EXTRACTED MATERIAL:
^^^^^^^^
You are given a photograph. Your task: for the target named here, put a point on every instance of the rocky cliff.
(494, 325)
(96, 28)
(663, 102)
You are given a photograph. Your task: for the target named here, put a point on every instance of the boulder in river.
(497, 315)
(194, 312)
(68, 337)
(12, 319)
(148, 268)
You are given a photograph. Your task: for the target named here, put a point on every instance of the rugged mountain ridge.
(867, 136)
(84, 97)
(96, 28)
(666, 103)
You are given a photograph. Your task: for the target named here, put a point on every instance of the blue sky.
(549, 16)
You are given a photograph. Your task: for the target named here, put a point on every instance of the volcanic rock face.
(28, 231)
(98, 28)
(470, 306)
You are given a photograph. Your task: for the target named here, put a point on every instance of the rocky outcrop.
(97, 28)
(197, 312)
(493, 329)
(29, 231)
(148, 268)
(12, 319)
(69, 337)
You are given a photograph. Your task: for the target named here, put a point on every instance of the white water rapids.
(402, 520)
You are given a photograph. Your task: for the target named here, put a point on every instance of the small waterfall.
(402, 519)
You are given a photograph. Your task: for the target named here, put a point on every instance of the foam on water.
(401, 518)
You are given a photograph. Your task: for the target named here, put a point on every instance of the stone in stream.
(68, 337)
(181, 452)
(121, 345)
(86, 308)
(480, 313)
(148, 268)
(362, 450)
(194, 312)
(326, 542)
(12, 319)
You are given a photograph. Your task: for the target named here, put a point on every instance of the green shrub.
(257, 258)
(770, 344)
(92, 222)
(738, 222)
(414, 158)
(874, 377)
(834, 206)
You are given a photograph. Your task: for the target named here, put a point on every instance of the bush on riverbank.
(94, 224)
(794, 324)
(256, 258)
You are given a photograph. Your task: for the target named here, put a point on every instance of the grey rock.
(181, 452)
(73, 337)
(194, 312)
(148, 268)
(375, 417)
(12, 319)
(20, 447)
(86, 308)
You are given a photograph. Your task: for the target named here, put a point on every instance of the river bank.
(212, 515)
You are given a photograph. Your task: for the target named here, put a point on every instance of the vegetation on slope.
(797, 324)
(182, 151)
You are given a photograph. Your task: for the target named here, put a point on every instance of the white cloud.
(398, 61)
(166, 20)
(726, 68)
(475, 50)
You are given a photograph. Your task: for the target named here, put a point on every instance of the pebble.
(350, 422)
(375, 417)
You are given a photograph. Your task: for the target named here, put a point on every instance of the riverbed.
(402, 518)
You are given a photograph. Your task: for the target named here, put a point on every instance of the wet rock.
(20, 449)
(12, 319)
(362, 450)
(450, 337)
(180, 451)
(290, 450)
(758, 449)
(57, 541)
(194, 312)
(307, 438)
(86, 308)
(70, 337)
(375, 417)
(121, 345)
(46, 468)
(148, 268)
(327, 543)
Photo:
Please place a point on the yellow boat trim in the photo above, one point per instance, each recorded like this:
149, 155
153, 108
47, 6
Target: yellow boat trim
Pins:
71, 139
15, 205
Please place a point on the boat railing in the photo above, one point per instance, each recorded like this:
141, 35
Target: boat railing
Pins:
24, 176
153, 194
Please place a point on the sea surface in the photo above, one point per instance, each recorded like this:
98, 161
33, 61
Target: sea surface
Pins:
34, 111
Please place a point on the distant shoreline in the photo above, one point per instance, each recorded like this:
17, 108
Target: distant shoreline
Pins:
^^^^^^^^
EXERCISE TASK: Reproduce all of the records above word for word, with no changes.

RESPONSE:
You are given a photograph. Your task: for the target named here, put a point on every instance of the rocky cliff.
(494, 325)
(96, 28)
(663, 102)
You are given a photograph. Your task: for the target named here, put a point on every instance of the boulder in river.
(497, 315)
(194, 312)
(68, 337)
(12, 319)
(148, 268)
You are given a photograph. Your task: for the target named here, put a point on every instance of the rugged mountain ridge.
(867, 136)
(84, 97)
(96, 28)
(666, 103)
You are given a photograph. Your task: for the target named here, put a point on every instance of the blue sky.
(549, 16)
You are given a photograph. Your task: for the target named here, put a point on every instance of the volcanic rock face.
(28, 231)
(98, 28)
(470, 306)
You are given a photograph. Your task: for the target named here, put a point on every instance of the rocky outcrop.
(97, 28)
(197, 312)
(493, 329)
(29, 231)
(148, 268)
(12, 319)
(69, 337)
You are given a photograph. Your task: for the target named here, put a point on every instance of the white water rapids.
(402, 520)
You are given a photograph. Your task: for the target named here, put a point on every instance of the small waterfall.
(402, 519)
You are given a photograph. Your task: for the target named here, put a point on every instance of the foam on water.
(401, 518)
You are given a photograph. Your task: for the target named here, put a point on every instance of the stone in stream.
(68, 337)
(181, 452)
(121, 345)
(86, 308)
(480, 313)
(148, 268)
(362, 450)
(194, 312)
(326, 542)
(12, 319)
You are given a photograph. Your task: for the target named here, put a point on every instance of the green shrub.
(257, 258)
(770, 344)
(92, 222)
(738, 222)
(414, 158)
(874, 377)
(834, 206)
You are given a photograph. Your task: for the target named here, put a point on every instance of the bush on riverbank.
(94, 224)
(794, 324)
(256, 258)
You are given a photograph. Your task: for the target named here, put a point on every instance of the grey rock.
(181, 452)
(73, 337)
(194, 312)
(148, 268)
(375, 417)
(12, 319)
(20, 447)
(86, 308)
You are given a photograph. Your task: for the target named here, put a point on every instance of the river bank.
(212, 515)
You are given a photograph. Your task: for the target named here, put a point on every instance of the vegetation on slope.
(797, 324)
(182, 151)
You are given a photograph. Your task: for the target named here, put a point on every instance of the white cloud.
(398, 61)
(166, 20)
(726, 68)
(475, 50)
You are given a photograph. Your task: for the target named here, put a point on every instance of the pebble.
(350, 422)
(375, 417)
You are given a photograph. Your task: for the target named here, put a point on every instance of the riverbed.
(402, 518)
You are given a photograph. Your task: for the target named here, put a point on every instance of the wet rock.
(20, 449)
(12, 319)
(362, 450)
(450, 337)
(180, 451)
(290, 450)
(758, 449)
(57, 541)
(194, 312)
(307, 438)
(86, 308)
(70, 337)
(375, 417)
(121, 345)
(46, 468)
(148, 268)
(327, 543)
Photo:
Please place a point on the yellow boat trim in the photo above, one point per instance, each recorded like this:
149, 155
153, 108
47, 6
Target: yellow boat trim
Pins:
71, 139
15, 205
Please place a point on the boat railing in the photo above, one point per instance, each recorded like this:
141, 35
Target: boat railing
Pins:
24, 176
153, 194
Please place a point on the sea surface in the photo above, one point per instance, each recorded like this:
98, 161
33, 61
Target: sea surface
Pins:
34, 111
Please place a point on the distant shoreline in the photo above, one point per instance, each recorded like this:
17, 108
Target: distant shoreline
Pins:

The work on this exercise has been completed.